**Task:** Filter the entries below and copy out every line that contains the word "glow". Matching is case-sensitive.

--- The records ---

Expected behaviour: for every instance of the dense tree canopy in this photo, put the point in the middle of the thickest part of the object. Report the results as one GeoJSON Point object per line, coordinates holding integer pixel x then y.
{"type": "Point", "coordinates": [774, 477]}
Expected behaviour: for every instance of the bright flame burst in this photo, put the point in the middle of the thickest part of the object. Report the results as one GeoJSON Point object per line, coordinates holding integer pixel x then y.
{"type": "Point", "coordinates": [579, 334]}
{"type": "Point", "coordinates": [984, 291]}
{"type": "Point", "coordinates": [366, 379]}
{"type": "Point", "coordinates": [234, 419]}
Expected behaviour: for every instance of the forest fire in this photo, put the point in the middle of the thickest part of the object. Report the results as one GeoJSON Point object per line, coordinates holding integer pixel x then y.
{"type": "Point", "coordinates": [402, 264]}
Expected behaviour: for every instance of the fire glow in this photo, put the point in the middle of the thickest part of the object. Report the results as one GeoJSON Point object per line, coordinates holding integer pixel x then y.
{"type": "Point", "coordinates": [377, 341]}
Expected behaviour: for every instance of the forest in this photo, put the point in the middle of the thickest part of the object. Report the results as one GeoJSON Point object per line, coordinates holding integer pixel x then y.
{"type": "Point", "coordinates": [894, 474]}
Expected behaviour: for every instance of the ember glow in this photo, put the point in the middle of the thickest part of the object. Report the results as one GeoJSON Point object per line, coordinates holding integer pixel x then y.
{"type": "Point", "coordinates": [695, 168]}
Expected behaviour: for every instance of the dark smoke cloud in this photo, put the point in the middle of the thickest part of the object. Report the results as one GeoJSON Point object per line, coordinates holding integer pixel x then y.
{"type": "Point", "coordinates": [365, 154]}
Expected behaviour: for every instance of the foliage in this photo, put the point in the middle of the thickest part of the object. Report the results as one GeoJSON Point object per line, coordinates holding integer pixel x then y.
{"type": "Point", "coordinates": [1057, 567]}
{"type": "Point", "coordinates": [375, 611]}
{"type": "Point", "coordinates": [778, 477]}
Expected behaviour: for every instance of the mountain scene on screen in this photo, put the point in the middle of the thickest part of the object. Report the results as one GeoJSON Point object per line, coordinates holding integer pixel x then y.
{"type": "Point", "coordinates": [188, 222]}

---
--- The records ---

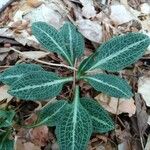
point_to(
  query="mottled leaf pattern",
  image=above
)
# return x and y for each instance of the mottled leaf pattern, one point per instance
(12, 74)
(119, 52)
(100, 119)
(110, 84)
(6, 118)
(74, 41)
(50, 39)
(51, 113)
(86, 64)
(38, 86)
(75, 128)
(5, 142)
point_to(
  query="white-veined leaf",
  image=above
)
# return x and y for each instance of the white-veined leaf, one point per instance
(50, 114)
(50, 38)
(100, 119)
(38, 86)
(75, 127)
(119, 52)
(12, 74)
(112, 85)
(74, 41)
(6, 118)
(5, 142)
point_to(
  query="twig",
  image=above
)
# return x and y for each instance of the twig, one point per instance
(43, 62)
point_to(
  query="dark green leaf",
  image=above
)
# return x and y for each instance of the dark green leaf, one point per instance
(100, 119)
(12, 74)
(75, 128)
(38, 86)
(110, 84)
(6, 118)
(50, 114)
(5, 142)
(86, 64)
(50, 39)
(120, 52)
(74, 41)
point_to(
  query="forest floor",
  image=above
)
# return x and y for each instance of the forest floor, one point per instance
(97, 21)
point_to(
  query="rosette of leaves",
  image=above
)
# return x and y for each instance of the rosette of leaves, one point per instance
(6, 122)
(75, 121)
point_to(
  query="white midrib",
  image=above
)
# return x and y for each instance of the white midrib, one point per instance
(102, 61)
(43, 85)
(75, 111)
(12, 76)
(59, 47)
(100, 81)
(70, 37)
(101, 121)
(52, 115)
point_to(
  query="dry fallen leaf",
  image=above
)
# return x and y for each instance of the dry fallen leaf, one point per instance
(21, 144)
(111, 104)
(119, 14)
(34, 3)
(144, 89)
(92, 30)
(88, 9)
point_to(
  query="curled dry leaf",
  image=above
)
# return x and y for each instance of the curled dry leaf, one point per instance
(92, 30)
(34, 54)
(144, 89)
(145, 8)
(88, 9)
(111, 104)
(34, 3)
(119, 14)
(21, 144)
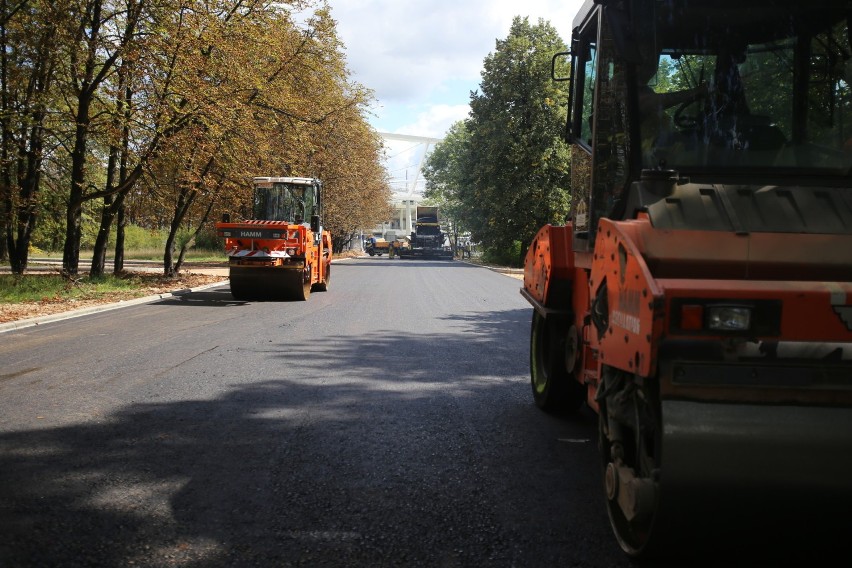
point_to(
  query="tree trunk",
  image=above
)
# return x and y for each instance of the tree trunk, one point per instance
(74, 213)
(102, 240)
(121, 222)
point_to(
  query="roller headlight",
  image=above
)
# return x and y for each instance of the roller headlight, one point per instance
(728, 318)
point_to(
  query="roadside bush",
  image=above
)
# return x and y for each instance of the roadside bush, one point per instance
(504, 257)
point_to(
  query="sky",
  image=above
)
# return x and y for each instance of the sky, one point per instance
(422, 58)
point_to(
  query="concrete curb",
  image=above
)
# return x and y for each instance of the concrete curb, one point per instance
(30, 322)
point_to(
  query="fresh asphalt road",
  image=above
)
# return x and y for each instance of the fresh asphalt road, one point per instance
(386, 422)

---

**Solution for this exercise:**
Expected behaviour: for every instance of the fire glow in this photo, put the point in the middle of the thickest part of the object. Report the results as one GeoJSON Point object per line, coordinates holding integer pixel x then y.
Expected behaviour: for every instance of the ember glow in this photo, put the point in the middle of the thickest part of the object. Report the results as one GeoJSON Point object per line, coordinates holding integer pixel x then y.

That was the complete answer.